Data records
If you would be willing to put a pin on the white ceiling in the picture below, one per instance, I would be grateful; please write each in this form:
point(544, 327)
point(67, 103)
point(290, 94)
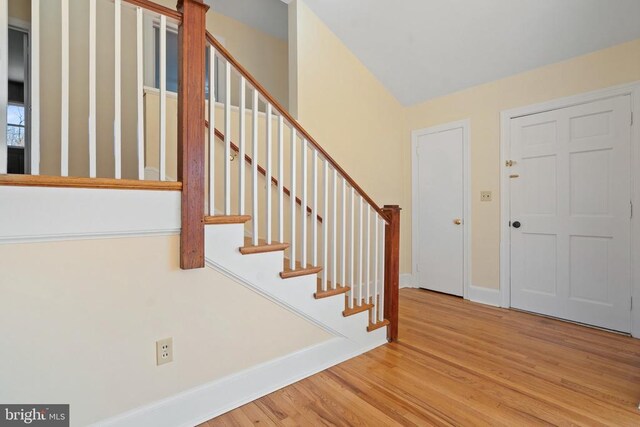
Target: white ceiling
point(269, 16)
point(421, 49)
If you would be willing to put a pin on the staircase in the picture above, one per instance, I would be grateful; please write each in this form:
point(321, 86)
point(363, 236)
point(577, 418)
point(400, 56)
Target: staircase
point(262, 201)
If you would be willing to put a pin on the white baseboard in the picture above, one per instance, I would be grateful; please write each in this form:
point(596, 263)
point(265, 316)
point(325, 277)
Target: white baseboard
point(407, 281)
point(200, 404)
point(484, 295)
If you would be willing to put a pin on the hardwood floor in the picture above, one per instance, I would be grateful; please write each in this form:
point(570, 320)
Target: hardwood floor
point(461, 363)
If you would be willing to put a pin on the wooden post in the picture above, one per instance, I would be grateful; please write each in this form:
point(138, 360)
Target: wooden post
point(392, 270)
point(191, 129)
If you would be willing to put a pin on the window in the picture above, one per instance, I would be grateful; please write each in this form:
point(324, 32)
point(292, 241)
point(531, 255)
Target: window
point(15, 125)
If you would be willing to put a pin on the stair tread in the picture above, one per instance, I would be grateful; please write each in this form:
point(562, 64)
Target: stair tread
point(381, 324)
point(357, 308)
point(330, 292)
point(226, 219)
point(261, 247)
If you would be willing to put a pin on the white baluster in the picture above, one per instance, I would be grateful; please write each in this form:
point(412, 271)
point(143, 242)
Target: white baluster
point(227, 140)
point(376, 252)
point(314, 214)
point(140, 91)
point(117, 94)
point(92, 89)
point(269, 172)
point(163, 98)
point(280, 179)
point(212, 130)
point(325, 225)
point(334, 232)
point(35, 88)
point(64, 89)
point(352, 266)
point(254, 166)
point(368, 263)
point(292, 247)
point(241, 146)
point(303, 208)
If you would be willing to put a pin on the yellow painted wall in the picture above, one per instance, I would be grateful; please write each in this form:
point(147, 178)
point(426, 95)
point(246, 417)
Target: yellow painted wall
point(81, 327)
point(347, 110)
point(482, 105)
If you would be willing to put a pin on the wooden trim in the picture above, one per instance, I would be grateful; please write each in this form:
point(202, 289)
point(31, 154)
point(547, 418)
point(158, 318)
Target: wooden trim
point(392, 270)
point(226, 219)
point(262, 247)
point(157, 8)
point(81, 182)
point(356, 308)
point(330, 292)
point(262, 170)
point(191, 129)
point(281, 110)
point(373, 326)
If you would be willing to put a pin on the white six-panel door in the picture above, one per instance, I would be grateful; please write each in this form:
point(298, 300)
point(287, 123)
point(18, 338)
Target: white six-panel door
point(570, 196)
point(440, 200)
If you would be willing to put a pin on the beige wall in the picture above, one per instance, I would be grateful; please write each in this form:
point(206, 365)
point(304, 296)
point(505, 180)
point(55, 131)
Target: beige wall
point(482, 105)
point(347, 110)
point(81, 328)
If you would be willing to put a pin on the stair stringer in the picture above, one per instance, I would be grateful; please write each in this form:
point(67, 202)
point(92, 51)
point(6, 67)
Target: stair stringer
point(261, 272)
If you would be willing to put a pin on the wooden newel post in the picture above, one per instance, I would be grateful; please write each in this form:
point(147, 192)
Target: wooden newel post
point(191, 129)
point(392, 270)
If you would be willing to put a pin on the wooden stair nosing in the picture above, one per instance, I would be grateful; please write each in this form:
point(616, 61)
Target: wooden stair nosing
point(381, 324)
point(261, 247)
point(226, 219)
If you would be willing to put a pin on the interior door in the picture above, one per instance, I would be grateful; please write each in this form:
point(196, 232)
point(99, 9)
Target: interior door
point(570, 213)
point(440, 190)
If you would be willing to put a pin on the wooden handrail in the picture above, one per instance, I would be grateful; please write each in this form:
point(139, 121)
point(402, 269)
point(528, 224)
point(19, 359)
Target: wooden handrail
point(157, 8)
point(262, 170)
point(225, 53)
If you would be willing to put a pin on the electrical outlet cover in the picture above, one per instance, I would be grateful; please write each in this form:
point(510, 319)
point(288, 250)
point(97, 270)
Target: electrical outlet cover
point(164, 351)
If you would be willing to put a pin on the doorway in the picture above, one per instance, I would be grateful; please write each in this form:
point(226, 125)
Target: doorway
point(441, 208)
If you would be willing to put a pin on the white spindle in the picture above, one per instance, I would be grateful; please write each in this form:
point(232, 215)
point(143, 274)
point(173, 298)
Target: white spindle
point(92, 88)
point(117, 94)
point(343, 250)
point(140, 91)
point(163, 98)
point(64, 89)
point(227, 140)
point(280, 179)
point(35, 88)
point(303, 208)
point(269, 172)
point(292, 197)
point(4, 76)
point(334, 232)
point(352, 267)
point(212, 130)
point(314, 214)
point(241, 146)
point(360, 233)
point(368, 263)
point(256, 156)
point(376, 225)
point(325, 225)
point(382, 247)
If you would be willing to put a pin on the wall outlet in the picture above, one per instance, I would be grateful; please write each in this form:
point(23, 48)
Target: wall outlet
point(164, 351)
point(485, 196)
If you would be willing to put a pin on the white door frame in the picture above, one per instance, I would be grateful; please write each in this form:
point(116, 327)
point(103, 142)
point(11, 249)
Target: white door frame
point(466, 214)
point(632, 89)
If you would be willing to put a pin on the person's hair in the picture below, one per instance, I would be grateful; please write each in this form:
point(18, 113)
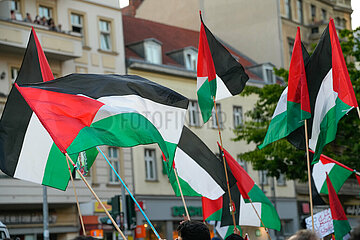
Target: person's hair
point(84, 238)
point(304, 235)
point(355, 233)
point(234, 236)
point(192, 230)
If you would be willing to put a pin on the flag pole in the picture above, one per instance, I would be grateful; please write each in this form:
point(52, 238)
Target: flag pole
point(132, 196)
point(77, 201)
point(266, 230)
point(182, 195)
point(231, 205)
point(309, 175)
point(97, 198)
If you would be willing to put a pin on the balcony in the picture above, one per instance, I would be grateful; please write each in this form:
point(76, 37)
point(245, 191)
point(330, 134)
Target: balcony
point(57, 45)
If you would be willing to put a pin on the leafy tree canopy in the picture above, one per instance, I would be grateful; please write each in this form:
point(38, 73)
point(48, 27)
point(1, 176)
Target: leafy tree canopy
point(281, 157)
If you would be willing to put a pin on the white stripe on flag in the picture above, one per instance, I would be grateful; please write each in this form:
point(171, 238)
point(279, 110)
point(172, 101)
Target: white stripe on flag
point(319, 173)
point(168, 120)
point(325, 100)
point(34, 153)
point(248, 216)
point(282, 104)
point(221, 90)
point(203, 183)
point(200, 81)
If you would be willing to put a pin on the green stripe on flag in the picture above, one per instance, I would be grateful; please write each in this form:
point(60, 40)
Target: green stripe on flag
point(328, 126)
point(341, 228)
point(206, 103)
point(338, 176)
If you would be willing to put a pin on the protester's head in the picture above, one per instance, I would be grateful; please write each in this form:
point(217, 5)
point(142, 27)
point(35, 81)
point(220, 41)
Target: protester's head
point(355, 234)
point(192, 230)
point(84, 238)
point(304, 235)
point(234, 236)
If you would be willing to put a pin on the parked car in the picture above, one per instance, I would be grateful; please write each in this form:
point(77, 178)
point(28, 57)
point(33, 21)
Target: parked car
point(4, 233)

- _Job_
Update every one of the rows by changing "put a pin on" to "place a marker on" and leaving everything else untouched. Omit the pictures from your answer.

- _Task result_
If you would be willing to place a marker on the white ceiling in the picture below, one per instance, I would be grateful; please write each in this form:
point(544, 327)
point(67, 103)
point(290, 94)
Target: white ceiling
point(269, 16)
point(421, 49)
If you would be willing to place a marker on the staircase in the picture above, one per instance, I would be grateful; please write each in this form:
point(321, 86)
point(363, 236)
point(577, 418)
point(400, 56)
Target: staircase
point(262, 201)
If you would be willing to place a marker on the white baseboard in the picture above, one per instance, I would be grateful; please write each in this form:
point(596, 263)
point(265, 316)
point(325, 277)
Target: white baseboard
point(407, 281)
point(200, 404)
point(484, 295)
If you would be willing to place a marker on the hardwood floor in the picture above, one per instance, I would be grateful; please write each in this form:
point(570, 320)
Target: hardwood floor
point(461, 363)
If you would be willing to place a marker on the wooden post in the picture above, one per instance, I would be grateful; please write each in this form:
point(138, 360)
Target: wooden post
point(392, 270)
point(191, 129)
If you would be willing to place a marker on the window in the picture above, one per instance, I would be grateful; please write each in this form:
point(324, 32)
point(292, 241)
point(531, 255)
Target: window
point(15, 125)
If you would be willing to place a marker on the stair tread in the picture above, one per instance, I would be grateful; please write each in this form:
point(562, 64)
Target: stair tread
point(381, 324)
point(357, 308)
point(330, 292)
point(226, 219)
point(261, 247)
If you would be willing to place a marker on the white baluster in the picture above, one per instance, I would be grateful; please write each in this form:
point(412, 271)
point(143, 242)
Target: white baluster
point(227, 140)
point(376, 252)
point(314, 214)
point(140, 91)
point(117, 94)
point(92, 89)
point(269, 172)
point(163, 98)
point(280, 179)
point(212, 130)
point(325, 225)
point(334, 232)
point(35, 88)
point(64, 89)
point(352, 266)
point(254, 166)
point(368, 263)
point(292, 247)
point(241, 146)
point(303, 208)
If you would be willing to place a marker on the yellow painted wall in the picture above, one per instance, I would be grateful; please write each in this form:
point(147, 178)
point(426, 95)
point(246, 417)
Target: yellow painted wall
point(81, 327)
point(347, 110)
point(482, 105)
If you would be willing to place a marker on the wooden trim in the picture above, one per instance, I would be grateful; please write each in this form:
point(202, 289)
point(31, 154)
point(547, 418)
point(158, 318)
Target: wooden trim
point(392, 270)
point(226, 219)
point(262, 247)
point(157, 8)
point(81, 182)
point(356, 308)
point(330, 292)
point(262, 170)
point(191, 129)
point(281, 110)
point(373, 326)
If you would be willing to place a marker on the white six-panel door in the picture above, one per instance, I would be grateful; please write each in this form:
point(298, 300)
point(287, 123)
point(18, 338)
Target: white six-panel door
point(570, 196)
point(440, 200)
If you would be willing to place a marker on the beige wall in the picture above, one per instance, I would be grateful; please write each in this form:
point(206, 365)
point(304, 296)
point(505, 180)
point(55, 131)
Target: beige wall
point(482, 105)
point(347, 110)
point(81, 328)
If you would be willing to place a marker on the stair stringer in the picture above, one per instance, I would be grateful; please write each in this form:
point(67, 202)
point(92, 51)
point(6, 67)
Target: stair stringer
point(261, 272)
If you would be willing to place a marker on the wooden newel post in the picture above, one per instance, I would be grateful; please write each in this form:
point(147, 192)
Target: wooden newel post
point(191, 129)
point(392, 270)
If you would be willing to place a marker on the wooden stair nosing in the picture above, one per instance, I would be grateful; please write each in this form:
point(616, 61)
Target: wooden stair nosing
point(381, 324)
point(261, 247)
point(226, 219)
If you would be willing to place a marker on the interior door in the picture above, one per instance, I would be grateful; please write each in this form:
point(196, 232)
point(99, 9)
Target: interior door
point(570, 213)
point(440, 190)
If you would be willing to place a marker on the wooden handrail in the picture above, one per instance, I would be grateful; please write each in this form:
point(139, 121)
point(402, 269)
point(528, 224)
point(19, 359)
Target: wooden handrail
point(157, 8)
point(262, 170)
point(225, 53)
If you would be willing to place a marker on the electrical outlet cover in the picture above, one per instance, I would be grateful; please write each in this form:
point(510, 319)
point(288, 250)
point(97, 270)
Target: electrical outlet cover
point(164, 351)
If you would be willing to place a marker on the doorway in the picture above, one per instance, I would be grateful; please write each in this form:
point(226, 125)
Target: doorway
point(441, 208)
If you would be willing to place a marker on the white spindle in the picture above, one per instance, I would be grateful; please write each in this form:
point(232, 215)
point(143, 274)
point(173, 298)
Target: white spindle
point(92, 88)
point(117, 94)
point(343, 250)
point(140, 91)
point(163, 98)
point(64, 89)
point(227, 140)
point(280, 179)
point(35, 88)
point(303, 208)
point(269, 172)
point(292, 197)
point(4, 76)
point(334, 232)
point(352, 267)
point(212, 130)
point(314, 214)
point(241, 146)
point(360, 233)
point(368, 263)
point(256, 156)
point(376, 225)
point(325, 225)
point(382, 247)
If you would be willing to place a marker on the wall outlet in the picture above, one per instance, I would be grateful; please write each in this form:
point(23, 48)
Target: wall outlet
point(164, 351)
point(485, 196)
If you would be willing to place a marker on the white door frame in the picture above, one per instance, I would be grateful; please write each in this form:
point(116, 327)
point(103, 142)
point(11, 249)
Target: white door frame
point(466, 214)
point(632, 89)
If you would be willing to place a marker on the person's hair in the picture below, one per instance, I would be grateful; please write each in this form:
point(18, 113)
Target: person's hair
point(84, 238)
point(304, 235)
point(355, 233)
point(234, 236)
point(192, 230)
If you would be willing to place a marker on the flag pole in the picture above, one per instance, I would be grateful; please write each in this form:
point(52, 238)
Target: flag pole
point(132, 196)
point(77, 201)
point(266, 230)
point(182, 195)
point(231, 205)
point(309, 175)
point(97, 198)
If you would be willing to place a marker on the balcony in the picture above, one per instance, I would be grateful; please write each in this form:
point(76, 37)
point(245, 191)
point(330, 134)
Target: balcony
point(57, 45)
If you would be willing to place a marker on the leafy tree canopy in the picture above, one per instance, I would be grateful; please write each in this form:
point(38, 73)
point(48, 27)
point(1, 176)
Target: leafy tree canopy
point(281, 157)
If you would be willing to place a marker on the white stripe on flag in the picture above, one per instance, I would be grateful; please write each in this form:
point(171, 238)
point(279, 110)
point(172, 101)
Target: white stripe on flag
point(319, 173)
point(168, 120)
point(325, 100)
point(34, 153)
point(248, 216)
point(282, 104)
point(221, 90)
point(203, 183)
point(200, 81)
If you would be willing to place a marker on the green stripe on flag in the picture above, one per instance, I would be grateful; please write each in this form:
point(60, 40)
Target: green stripe on flag
point(328, 126)
point(341, 228)
point(206, 103)
point(338, 176)
If you would be willing to place a marker on the protester's head in the picture above, one per instance, I would be grateful; please write each in this form:
point(217, 5)
point(142, 27)
point(35, 81)
point(220, 41)
Target: protester's head
point(355, 234)
point(192, 230)
point(84, 238)
point(304, 235)
point(234, 236)
If you would be willing to place a marker on the parked car in the picture above, one per instance, I would be grateful; please write each in this form:
point(77, 178)
point(28, 57)
point(33, 21)
Target: parked car
point(4, 233)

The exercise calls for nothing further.